Copy out the rows below word for word, from the start of the rows through the line containing "positive clicks: (327, 133)", with both ends included.

● Materials provided:
****

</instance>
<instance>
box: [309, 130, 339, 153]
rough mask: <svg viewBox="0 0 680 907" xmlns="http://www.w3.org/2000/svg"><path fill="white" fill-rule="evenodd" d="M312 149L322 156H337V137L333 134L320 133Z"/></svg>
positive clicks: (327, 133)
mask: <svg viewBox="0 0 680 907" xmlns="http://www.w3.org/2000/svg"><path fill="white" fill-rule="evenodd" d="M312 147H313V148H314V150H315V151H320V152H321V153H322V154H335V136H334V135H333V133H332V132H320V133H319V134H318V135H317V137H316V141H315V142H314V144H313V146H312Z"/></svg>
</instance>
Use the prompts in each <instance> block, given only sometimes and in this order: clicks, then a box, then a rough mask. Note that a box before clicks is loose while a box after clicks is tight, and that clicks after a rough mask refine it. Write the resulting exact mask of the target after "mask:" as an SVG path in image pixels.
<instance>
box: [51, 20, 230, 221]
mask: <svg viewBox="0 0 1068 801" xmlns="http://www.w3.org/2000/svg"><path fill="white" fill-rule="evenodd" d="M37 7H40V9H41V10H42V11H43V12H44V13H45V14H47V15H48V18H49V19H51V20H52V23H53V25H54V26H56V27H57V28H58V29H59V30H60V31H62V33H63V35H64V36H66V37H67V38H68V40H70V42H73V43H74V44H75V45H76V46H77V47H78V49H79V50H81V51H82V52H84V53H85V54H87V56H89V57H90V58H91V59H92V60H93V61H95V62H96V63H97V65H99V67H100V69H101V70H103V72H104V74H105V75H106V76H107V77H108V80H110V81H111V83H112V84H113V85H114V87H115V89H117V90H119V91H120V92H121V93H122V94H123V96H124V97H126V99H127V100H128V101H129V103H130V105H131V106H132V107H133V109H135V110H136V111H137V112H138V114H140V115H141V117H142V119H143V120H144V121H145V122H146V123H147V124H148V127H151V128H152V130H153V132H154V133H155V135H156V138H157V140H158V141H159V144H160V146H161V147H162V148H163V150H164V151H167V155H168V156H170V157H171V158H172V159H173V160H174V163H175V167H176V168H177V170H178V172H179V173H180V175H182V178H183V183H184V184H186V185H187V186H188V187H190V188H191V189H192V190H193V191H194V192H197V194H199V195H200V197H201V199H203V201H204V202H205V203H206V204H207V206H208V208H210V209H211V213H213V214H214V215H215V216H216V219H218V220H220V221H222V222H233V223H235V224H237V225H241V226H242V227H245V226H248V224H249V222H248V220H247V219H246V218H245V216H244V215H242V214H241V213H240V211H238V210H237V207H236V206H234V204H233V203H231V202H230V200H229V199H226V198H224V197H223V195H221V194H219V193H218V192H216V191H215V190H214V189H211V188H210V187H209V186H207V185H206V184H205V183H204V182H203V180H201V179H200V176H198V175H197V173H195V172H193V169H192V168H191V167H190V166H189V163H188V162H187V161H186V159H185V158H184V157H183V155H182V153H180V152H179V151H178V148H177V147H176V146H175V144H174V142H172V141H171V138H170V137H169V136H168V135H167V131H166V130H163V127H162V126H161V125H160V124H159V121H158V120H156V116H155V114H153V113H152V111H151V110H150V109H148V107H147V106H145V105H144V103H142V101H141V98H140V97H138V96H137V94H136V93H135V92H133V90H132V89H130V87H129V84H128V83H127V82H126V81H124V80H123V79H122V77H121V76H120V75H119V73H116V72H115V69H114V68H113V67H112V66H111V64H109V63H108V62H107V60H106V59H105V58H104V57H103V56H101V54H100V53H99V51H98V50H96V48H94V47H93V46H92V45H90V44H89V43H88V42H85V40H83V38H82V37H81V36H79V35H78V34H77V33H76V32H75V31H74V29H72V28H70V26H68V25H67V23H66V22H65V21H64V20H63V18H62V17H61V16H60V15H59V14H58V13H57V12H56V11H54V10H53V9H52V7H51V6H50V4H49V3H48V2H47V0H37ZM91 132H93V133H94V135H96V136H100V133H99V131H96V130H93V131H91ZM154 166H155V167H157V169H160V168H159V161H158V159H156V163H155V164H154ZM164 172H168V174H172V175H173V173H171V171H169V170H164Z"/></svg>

****

● Task result:
</instance>
<instance>
box: [309, 130, 339, 153]
rough mask: <svg viewBox="0 0 680 907" xmlns="http://www.w3.org/2000/svg"><path fill="white" fill-rule="evenodd" d="M312 149L322 156H337V137L333 134L320 133Z"/></svg>
positive clicks: (327, 133)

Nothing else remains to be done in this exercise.